> _TASK BRIEF_
Each line from the one containing "Point to the vr" through the end of the entries below must be output exactly; no other line belongs.

┌──

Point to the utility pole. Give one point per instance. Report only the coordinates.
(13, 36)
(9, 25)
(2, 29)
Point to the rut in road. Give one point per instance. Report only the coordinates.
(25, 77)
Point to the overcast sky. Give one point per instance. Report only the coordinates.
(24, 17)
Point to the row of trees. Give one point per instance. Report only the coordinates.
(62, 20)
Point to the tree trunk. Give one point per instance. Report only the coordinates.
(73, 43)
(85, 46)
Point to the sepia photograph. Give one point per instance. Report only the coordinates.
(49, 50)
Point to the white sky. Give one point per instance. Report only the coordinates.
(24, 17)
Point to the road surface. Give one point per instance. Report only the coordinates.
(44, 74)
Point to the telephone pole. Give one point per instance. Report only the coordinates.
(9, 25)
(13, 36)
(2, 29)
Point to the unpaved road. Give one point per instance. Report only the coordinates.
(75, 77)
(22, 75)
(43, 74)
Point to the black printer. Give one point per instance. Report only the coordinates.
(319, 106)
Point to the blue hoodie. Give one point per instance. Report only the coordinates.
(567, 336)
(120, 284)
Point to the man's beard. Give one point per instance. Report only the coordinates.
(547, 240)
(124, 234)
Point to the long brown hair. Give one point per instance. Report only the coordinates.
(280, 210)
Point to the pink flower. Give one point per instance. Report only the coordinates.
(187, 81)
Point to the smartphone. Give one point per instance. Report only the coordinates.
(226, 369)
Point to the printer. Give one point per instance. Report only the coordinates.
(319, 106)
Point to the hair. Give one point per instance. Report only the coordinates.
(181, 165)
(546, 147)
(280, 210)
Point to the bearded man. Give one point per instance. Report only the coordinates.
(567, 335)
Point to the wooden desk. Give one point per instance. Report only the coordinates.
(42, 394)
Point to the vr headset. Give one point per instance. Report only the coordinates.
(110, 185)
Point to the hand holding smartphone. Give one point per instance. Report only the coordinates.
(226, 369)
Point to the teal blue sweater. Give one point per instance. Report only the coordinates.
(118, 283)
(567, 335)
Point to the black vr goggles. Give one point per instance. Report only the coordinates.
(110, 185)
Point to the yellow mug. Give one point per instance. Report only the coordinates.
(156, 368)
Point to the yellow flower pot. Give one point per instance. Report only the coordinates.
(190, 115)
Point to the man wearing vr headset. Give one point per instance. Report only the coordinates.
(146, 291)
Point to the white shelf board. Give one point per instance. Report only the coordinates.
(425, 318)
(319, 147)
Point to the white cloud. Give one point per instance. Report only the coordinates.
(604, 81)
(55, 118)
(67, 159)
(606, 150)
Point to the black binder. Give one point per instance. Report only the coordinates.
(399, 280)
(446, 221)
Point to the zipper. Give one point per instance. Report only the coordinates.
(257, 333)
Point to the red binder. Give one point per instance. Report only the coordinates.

└──

> _SOLVED EXERCISE_
Point to the vr headset. Give one point per instance. Report only the coordinates.
(110, 185)
Point to the hand holding smartphone. Give one point per instance. Report only the coordinates.
(226, 369)
Point to the teal blue sweater. Give one point per instance. Report only the coordinates.
(118, 283)
(567, 335)
Point to the black vr goggles. Give one point per instance. Report only the coordinates.
(110, 185)
Point to the yellow mug. Give one point per instance. Report only the coordinates.
(156, 368)
Point to the yellow flower pot. Give one point per instance. Report only the coordinates.
(190, 115)
Point to the man wearing vr headset. Give one point per instance. Report only the coordinates.
(146, 291)
Point to the white shelf board. Give one point per instance. Report only the coordinates.
(425, 318)
(319, 147)
Point to the white cloud. Give one point per instance. Report only the coordinates.
(604, 81)
(55, 118)
(67, 159)
(606, 150)
Point to the black binder. Give one point per instance. Report only the coordinates.
(399, 280)
(446, 221)
Point to the zipper. Give one point per instance. Report only the coordinates.
(257, 333)
Point to the red binder. Give one point per instance. Report only the coordinates.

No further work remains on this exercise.